◆ THE REQUEST ◆
Rewrite the entries starting at the line containing "target: green lattice steel tower" and ending at the last of the entries, changing "vertices" to "points" and keeping every other part the same. Omit the pictures from your answer.

# DATASET ROWS start

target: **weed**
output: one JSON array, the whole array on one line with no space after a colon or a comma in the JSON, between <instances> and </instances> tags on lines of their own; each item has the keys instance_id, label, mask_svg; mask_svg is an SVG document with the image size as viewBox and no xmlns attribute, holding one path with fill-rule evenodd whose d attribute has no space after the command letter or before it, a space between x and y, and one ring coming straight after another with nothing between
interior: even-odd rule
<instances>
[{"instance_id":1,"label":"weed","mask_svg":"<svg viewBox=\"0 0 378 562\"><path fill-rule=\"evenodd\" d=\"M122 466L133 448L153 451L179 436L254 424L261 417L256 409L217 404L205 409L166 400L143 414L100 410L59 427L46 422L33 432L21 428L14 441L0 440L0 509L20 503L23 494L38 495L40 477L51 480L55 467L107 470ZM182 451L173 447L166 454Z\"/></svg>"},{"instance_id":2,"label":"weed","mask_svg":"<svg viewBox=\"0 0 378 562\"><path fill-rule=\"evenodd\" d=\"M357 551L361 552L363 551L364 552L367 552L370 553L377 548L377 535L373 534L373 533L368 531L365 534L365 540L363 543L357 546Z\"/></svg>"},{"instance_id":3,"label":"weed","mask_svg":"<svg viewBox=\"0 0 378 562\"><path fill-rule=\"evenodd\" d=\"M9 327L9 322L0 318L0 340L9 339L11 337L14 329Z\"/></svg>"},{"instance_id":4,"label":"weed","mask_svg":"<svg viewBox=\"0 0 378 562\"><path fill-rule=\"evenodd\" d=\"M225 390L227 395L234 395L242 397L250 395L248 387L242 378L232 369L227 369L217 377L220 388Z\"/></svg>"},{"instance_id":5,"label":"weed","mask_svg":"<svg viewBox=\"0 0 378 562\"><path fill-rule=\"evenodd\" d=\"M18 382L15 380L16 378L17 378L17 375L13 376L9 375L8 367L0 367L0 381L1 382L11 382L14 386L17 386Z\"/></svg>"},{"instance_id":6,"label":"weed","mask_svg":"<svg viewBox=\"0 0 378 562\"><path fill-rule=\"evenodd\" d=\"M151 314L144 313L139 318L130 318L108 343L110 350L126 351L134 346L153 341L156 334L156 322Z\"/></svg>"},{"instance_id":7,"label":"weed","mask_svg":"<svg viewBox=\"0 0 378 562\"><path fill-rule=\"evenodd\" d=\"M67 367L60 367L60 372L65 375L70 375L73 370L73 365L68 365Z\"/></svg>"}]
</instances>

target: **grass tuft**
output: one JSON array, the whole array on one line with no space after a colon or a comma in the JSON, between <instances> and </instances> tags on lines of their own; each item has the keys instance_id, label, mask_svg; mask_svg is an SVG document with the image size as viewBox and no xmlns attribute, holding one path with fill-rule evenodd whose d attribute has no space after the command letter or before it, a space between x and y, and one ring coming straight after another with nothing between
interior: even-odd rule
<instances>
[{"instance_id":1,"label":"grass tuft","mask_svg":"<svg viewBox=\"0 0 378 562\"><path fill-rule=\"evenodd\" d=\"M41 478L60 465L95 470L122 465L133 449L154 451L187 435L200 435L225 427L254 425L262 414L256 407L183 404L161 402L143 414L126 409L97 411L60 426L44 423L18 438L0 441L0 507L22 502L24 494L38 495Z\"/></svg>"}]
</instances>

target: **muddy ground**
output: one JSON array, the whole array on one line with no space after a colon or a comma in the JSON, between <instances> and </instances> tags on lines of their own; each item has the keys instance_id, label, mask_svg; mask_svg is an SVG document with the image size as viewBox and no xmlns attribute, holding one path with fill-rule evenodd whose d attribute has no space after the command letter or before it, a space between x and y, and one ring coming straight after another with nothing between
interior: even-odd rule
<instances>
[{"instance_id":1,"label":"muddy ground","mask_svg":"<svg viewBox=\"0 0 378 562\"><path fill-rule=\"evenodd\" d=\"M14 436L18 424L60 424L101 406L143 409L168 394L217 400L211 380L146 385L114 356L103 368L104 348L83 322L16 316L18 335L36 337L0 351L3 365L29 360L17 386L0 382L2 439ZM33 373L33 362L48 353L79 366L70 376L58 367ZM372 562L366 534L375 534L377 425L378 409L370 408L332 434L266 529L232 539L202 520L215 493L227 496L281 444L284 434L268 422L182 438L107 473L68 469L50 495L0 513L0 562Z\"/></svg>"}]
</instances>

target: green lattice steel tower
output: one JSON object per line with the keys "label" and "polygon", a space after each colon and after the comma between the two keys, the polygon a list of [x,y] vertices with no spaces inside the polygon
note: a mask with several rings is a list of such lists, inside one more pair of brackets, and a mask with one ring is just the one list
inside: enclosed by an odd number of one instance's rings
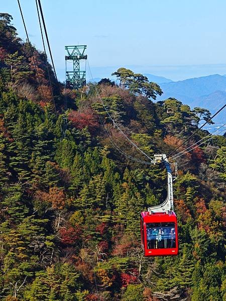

# DATASET ROWS end

◆ SOLUTION TO THIS PROBLEM ◆
target: green lattice steel tower
output: one JSON object per line with the keys "label" and "polygon", a space after each colon and after the comma between the two keys, the polygon a list of [x,y] points with no spaces inside the polygon
note: a mask with several rings is a list of such lists, inside one more pair of brackets, and a mask with one ring is just the one list
inside: enclosed by an odd number of one instance's rings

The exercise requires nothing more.